Task brief: If a record holds a picture, skip the picture but print everything else exactly.

Start of Records to process

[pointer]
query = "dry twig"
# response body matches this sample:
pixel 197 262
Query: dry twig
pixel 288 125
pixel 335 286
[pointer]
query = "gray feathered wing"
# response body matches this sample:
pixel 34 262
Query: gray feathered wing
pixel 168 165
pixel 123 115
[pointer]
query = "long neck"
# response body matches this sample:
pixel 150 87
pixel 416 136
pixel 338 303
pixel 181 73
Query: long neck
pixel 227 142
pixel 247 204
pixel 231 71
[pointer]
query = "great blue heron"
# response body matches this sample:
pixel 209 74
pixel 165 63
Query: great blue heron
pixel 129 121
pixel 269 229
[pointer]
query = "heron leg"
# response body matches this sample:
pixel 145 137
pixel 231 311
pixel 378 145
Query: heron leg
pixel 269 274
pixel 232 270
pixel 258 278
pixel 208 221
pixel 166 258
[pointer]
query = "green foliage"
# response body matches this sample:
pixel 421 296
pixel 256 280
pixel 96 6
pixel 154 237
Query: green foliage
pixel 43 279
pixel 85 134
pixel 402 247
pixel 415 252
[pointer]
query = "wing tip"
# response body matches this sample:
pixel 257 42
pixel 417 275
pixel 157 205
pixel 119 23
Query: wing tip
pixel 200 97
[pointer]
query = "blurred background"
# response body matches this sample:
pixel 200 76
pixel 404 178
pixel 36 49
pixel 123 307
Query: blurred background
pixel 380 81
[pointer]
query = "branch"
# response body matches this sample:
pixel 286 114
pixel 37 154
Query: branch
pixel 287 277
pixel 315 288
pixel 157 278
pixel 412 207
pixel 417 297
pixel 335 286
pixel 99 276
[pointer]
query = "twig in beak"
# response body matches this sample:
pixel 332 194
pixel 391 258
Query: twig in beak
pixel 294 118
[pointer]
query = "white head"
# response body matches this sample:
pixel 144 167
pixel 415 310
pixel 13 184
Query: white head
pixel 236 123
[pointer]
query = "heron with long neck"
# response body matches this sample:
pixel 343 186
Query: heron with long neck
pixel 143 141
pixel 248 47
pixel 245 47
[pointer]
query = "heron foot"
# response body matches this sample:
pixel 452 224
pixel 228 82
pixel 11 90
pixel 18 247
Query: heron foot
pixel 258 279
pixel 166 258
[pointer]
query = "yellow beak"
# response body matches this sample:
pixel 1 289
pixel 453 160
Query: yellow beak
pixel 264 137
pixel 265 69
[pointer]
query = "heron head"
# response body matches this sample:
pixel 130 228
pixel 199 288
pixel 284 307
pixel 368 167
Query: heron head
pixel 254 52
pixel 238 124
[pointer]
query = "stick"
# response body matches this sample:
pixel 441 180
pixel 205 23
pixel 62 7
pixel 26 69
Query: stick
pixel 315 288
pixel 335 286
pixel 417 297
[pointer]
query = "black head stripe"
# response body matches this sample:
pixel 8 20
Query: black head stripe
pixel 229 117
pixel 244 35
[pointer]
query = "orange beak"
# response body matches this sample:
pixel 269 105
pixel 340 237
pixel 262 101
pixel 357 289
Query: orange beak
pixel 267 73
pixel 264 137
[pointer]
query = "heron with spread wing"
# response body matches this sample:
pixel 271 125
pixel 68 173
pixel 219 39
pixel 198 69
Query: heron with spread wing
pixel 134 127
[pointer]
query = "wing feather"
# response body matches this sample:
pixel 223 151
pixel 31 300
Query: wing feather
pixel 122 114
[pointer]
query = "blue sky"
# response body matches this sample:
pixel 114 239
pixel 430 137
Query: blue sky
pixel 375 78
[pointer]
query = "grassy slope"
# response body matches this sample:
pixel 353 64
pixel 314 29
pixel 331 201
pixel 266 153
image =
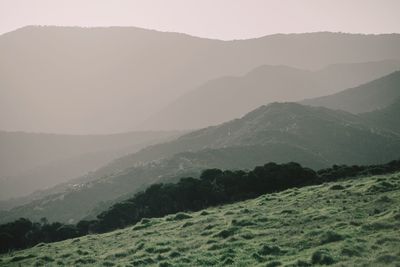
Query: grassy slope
pixel 350 223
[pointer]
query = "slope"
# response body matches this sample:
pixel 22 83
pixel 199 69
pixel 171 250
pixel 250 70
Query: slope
pixel 374 95
pixel 33 161
pixel 279 132
pixel 230 97
pixel 353 222
pixel 386 118
pixel 61 77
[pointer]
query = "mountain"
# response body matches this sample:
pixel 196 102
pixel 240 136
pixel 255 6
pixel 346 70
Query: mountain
pixel 102 80
pixel 226 98
pixel 386 118
pixel 368 97
pixel 34 161
pixel 313 136
pixel 333 223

End of Records to process

Result of the exercise:
[pointer]
query = "dry twig"
# response body matches this sample:
pixel 197 262
Query: dry twig
pixel 288 125
pixel 335 286
[pointer]
query = "gray feathered wing"
# response body matches this sample:
pixel 34 262
Query: gray feathered wing
pixel 168 165
pixel 123 115
[pointer]
query = "long neck"
# response body matches this sample:
pixel 150 87
pixel 416 136
pixel 338 303
pixel 181 73
Query: long neck
pixel 227 142
pixel 247 204
pixel 231 71
[pointer]
query = "great blue heron"
# response body matches this sample:
pixel 209 74
pixel 165 63
Query: great blue heron
pixel 129 121
pixel 269 229
[pointer]
query = "heron leg"
# response body matches this sample:
pixel 145 137
pixel 231 311
pixel 378 145
Query: heron leg
pixel 269 274
pixel 232 270
pixel 258 278
pixel 208 221
pixel 166 258
[pointer]
query = "green foliage"
# response body matches this sample:
pixel 421 296
pixel 256 280
pixel 96 6
pixel 154 237
Query: green foliage
pixel 43 279
pixel 85 134
pixel 402 247
pixel 415 252
[pointer]
query = "wing tip"
# response body matches this sample:
pixel 257 42
pixel 417 275
pixel 157 205
pixel 119 23
Query: wing tip
pixel 200 97
[pointer]
query = "blurred background"
# response body matches this sample:
pixel 200 76
pixel 404 178
pixel 36 49
pixel 123 307
Query: blurred background
pixel 380 81
[pointer]
query = "branch"
# response body matches this sample:
pixel 286 114
pixel 37 154
Query: branch
pixel 287 277
pixel 315 288
pixel 157 278
pixel 412 207
pixel 417 297
pixel 335 286
pixel 99 276
[pointer]
query = "twig in beak"
# response body matches this sample:
pixel 332 194
pixel 391 258
Query: twig in beak
pixel 294 118
[pointer]
query = "white head"
# response body matches this sample:
pixel 144 167
pixel 415 310
pixel 13 184
Query: white head
pixel 236 123
[pointer]
query = "heron with long neck"
# response body matches this sample:
pixel 343 186
Query: heron with long neck
pixel 143 141
pixel 248 47
pixel 245 47
[pointer]
query = "heron foot"
# response body matches this sample:
pixel 452 224
pixel 228 82
pixel 11 90
pixel 18 247
Query: heron foot
pixel 258 279
pixel 166 258
[pointer]
query = "yellow beak"
# response body matches this sample:
pixel 1 289
pixel 453 160
Query: yellow beak
pixel 264 137
pixel 265 69
[pointer]
query = "heron head"
# response body matches this sample:
pixel 130 228
pixel 199 288
pixel 284 307
pixel 368 167
Query: heron head
pixel 254 52
pixel 238 124
[pointer]
query = "stick"
# response body matches this sample:
pixel 441 180
pixel 205 23
pixel 62 7
pixel 26 69
Query: stick
pixel 315 288
pixel 335 286
pixel 417 297
[pointer]
query = "black head stripe"
# response body matches this sample:
pixel 8 20
Query: black head stripe
pixel 229 117
pixel 244 35
[pointer]
query = "orange beak"
# response body matches this sample:
pixel 269 105
pixel 340 237
pixel 262 101
pixel 357 289
Query: orange beak
pixel 267 73
pixel 264 137
[pointer]
query = "heron with spread wing"
# response body matches this sample:
pixel 271 125
pixel 68 173
pixel 219 39
pixel 198 69
Query: heron with spread wing
pixel 134 127
[pointer]
query = "wing feather"
# response body matches this sample:
pixel 223 151
pixel 31 300
Query: wing feather
pixel 122 114
[pointer]
query = "blue sky"
# response body matches this sample:
pixel 114 239
pixel 430 137
Query: blue sky
pixel 375 78
[pointer]
query = "grassy slope"
# response body matches this sample:
pixel 353 64
pixel 314 29
pixel 331 201
pixel 266 153
image =
Query: grassy slope
pixel 350 223
[pointer]
query = "slope"
# response body matches this sample:
pixel 22 83
pixel 199 69
pixel 171 250
pixel 250 70
Query: slope
pixel 374 95
pixel 33 161
pixel 279 132
pixel 230 97
pixel 353 222
pixel 386 118
pixel 61 77
[pointer]
query = "mountain"
# response body matches this sample:
pixel 196 102
pixel 240 136
pixel 255 6
pixel 346 70
Query: mountain
pixel 102 80
pixel 226 98
pixel 386 118
pixel 368 97
pixel 34 161
pixel 313 136
pixel 333 223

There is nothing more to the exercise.